**INSTRUCTIONS**
A) According to the paper review, which section should the page 4 phrase "Our proposed method (Sec 3)" cite instead?
B) Please continue the paper review from where it stops.

**DOCUMENT EXTRACT**
3 seeds is too few to get any statistical confidence, especially without doing independent hyperparameter sweeps for each baseline. While in the past this has been standard, as a field we continually have shown that the statistical power of our experiments are laughably poor, even if the bounds of our results show statistical significance. This continually misleads the community, and needs to be addressed. This doesn’t include the issue with not running hyperparameter studies on the methods independently. See https://sites.ualberta.ca/~amw8/cookbook.pdf for a reference. While this paper is a draft it does a good job going through these issues and providing context from the literature.
In the appendix it is mentioned “We increase the capacity of the goal-conditioned state-action encoder…”. This suggests the model you are using may have more parameters than your counterparts. Is this true? Also did you use a larger batch size for all baselines or just your algorithm? If this was done for your method, this makes the results difficult to trust. If not, it likely means the hyperparameters of your baselines are now invalid. If both methods have the same hyperparameters then I’m usually ok with re-using old hyperparameter studies, unfortunately when any of the hypers change OR the new method has additional hypers this begins to weaken the validity of re-using the same hypers.

Minor Issues:

You should include all hyperparameters you used, even for baselines.
You include only success rate as a metric to compare. While this is reasonable, I think there is a lot that could be learned from more traditional metrics (i.e. return or something similar). This is especially the case when the success metric doesn’t clearly separate the methods (for instance reach, Push, slide (state) in firgure 2a).

Edits/Suggestions

I don’t like the notation $s_{t+}$ . I think it could be replaced with something that is more understandable on first read (and looks less like a mistake). This is a preference though.
Page 4: “Our proposed method (Sec 3)…” Should say Sec 3.2.
Page 4: “we conjecture that our…” -> You should state that you test this in the empirical section (I think you do at least).
Page 7: “We will to evaluate” -> “we will evaluate”
If you reference a result in the main paper you should include this in the main paper. “TD InfoNCE achieves a 2x median improvement etc…” references figure 6 (I believe).

问题

See above.

**RECORDED INFORMATION**
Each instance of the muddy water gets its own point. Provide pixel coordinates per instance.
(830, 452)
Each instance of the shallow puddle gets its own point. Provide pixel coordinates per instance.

**OUTPUTS IN ORDER**
A) Sec 3.2

B)
评论- Rebuttal by Authors - Part 1

2023-11-19

We thank the reviewer for the detailed response and for the suggestions for improving the paper. To address the concerns about the experiments, we have run additional random seeds and clarified that the baselines mostly use the same number of parameters and batch size as our method. We have also revised the paper to address concerns about clarity. Together with the discussion for other questions below, does this fully address the reviewer’s concerns about the paper?

This doesn’t include the issue with not running hyperparameter studies on the methods independently.

As suggested by the reviewer, we ran additional experiments to study the effect of different hyperparameters for TD InfoNCE in table 2. For each hyperparameter, we selected a set of different values and conducted experiments on $`push (state)`$ and $`slide (state)`$ , one easy task and one challenging task, for five random seeds. We report mean and standard deviation of success rates in Appendix E.1. These results suggest that while some values of the hyperparameter have similar effect, e.g. actor learning rate = $5 \times 10^{-5}$ vs $1 \times 10^{-4}$ , our choice of combination is optimal for TD InfoNCE.

This suggests the model you are using may have more parameters than your counterparts. Is this true?

For fair comparisons, we also increased the size of neural networks in baselines to the same number whenever possible in the original submission. We have added a sentence in Appendix D.5 to clarify. We list the number of parameters for each method evaluated on online GCRL benchmarks in the table below.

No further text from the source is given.